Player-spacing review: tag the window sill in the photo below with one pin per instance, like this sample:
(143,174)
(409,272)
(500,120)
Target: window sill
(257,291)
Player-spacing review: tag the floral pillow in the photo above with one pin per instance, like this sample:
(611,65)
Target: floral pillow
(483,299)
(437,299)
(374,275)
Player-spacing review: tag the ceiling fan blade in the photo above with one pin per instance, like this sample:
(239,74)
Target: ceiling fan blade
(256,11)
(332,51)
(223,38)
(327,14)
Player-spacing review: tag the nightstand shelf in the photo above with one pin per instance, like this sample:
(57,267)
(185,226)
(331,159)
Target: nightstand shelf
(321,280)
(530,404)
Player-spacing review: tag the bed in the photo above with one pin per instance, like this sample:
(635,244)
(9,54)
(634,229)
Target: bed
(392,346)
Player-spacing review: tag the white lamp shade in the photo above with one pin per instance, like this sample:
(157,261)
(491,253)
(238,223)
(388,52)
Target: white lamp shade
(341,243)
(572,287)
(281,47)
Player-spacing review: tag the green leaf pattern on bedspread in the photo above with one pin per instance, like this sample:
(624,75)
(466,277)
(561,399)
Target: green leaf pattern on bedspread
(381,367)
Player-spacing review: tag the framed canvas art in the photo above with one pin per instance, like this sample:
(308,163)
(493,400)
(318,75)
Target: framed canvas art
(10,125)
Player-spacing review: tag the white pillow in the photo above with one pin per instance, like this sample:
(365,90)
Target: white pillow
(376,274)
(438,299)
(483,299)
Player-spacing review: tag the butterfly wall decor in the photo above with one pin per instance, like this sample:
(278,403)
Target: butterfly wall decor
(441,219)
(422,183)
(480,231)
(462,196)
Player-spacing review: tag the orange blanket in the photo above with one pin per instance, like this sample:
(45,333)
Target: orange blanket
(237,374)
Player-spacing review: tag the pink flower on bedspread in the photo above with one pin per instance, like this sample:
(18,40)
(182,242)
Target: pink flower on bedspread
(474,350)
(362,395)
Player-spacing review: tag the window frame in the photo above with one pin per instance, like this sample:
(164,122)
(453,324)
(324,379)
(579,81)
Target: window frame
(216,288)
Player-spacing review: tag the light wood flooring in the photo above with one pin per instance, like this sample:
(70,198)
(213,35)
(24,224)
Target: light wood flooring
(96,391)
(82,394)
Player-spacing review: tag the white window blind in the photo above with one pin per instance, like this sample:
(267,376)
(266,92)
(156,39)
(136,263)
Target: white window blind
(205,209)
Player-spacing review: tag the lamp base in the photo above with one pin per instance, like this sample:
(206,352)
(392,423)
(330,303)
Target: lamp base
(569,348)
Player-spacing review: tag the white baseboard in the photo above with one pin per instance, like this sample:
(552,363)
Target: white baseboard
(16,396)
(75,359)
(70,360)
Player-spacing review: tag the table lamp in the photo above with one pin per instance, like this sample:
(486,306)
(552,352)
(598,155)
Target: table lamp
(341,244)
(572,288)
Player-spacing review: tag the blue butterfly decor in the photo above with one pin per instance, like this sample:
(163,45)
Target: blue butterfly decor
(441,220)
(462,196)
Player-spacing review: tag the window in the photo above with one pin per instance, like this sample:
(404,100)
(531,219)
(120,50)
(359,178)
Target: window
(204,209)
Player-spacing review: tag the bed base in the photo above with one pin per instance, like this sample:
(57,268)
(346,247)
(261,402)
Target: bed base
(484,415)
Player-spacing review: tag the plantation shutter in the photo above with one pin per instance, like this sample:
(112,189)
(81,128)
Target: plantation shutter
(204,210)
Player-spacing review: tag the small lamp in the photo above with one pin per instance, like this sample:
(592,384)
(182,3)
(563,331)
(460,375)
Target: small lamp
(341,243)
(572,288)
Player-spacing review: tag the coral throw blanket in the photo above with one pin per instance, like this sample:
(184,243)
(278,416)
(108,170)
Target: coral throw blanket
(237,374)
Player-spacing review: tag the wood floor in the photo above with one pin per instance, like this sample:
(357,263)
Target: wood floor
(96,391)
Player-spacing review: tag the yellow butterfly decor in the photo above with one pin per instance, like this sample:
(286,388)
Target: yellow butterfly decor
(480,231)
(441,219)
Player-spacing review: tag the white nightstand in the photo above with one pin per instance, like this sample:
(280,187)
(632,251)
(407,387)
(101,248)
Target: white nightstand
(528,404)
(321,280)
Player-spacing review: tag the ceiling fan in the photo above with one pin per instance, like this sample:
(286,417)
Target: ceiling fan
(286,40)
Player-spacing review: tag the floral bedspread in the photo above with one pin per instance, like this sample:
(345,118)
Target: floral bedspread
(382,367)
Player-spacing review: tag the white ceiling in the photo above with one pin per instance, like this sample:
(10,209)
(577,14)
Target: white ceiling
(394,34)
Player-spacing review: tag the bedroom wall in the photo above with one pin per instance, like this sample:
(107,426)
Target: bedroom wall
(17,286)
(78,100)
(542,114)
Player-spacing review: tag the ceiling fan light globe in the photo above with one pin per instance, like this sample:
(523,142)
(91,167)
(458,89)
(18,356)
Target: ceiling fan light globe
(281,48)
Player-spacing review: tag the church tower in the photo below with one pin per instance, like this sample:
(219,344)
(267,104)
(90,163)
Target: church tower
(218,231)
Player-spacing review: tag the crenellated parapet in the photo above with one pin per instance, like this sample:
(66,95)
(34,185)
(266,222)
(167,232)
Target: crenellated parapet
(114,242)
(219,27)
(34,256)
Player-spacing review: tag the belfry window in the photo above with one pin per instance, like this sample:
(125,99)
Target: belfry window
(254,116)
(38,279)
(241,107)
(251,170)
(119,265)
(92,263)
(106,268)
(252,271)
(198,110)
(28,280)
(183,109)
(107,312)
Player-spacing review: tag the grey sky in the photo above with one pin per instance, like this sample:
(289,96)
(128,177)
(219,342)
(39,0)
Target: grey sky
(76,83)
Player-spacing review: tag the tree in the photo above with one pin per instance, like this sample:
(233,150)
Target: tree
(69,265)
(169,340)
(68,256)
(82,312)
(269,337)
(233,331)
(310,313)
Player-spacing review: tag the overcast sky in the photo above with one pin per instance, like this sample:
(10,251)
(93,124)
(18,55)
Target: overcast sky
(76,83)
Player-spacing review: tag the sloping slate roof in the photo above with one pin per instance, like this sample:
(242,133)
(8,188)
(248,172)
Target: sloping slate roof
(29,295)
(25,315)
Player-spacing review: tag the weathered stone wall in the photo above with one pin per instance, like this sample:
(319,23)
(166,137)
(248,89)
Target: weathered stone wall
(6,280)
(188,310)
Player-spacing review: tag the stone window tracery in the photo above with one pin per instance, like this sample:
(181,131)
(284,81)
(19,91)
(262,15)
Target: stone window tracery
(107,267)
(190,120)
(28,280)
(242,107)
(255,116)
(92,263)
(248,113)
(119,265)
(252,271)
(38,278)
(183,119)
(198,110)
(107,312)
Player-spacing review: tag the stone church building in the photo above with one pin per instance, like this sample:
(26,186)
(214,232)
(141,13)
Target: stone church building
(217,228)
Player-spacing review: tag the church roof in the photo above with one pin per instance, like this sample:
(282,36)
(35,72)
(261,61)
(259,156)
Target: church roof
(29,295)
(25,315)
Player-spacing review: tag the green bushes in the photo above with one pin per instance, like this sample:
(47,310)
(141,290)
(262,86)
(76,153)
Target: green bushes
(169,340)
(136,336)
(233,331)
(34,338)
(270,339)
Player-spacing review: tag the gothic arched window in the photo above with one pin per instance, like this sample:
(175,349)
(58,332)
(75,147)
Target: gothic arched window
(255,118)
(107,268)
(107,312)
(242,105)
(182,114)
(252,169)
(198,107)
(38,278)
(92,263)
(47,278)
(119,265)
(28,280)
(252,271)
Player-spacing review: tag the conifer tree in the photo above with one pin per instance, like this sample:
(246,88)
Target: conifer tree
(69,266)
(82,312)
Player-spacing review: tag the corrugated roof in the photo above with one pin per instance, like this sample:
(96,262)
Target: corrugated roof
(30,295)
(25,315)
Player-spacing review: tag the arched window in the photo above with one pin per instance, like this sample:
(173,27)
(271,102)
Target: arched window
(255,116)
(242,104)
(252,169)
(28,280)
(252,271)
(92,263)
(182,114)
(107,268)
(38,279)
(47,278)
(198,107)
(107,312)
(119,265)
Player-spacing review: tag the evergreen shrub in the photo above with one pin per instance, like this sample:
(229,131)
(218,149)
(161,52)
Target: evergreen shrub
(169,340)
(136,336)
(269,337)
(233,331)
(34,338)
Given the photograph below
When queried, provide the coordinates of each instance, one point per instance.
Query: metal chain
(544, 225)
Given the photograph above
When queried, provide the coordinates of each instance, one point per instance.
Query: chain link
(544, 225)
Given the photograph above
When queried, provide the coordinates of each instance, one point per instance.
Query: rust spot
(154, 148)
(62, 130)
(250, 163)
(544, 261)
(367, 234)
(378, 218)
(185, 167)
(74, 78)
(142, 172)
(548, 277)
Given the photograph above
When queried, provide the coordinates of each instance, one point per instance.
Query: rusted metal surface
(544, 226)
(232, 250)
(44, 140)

▸ **EXERCISE OBJECTIVE**
Exact copies of the lines from the start of the data up to the line holding "Player-spacing review: tag the ceiling fan blade", both included, are all that is needed.

▸ **RESPONSE BELOW**
Player-spacing review: tag the window sill in the photo below with one pin per instance, like this sample:
(143,174)
(409,272)
(500,120)
Target: window sill
(257,291)
Player-spacing review: tag the floral pillow in the photo above with one pin per instance, like this sample:
(611,65)
Target: floral pillow
(483,299)
(437,299)
(374,275)
Player-spacing review: tag the ceiling fan blade in the photo above with one pin per instance, like this sample:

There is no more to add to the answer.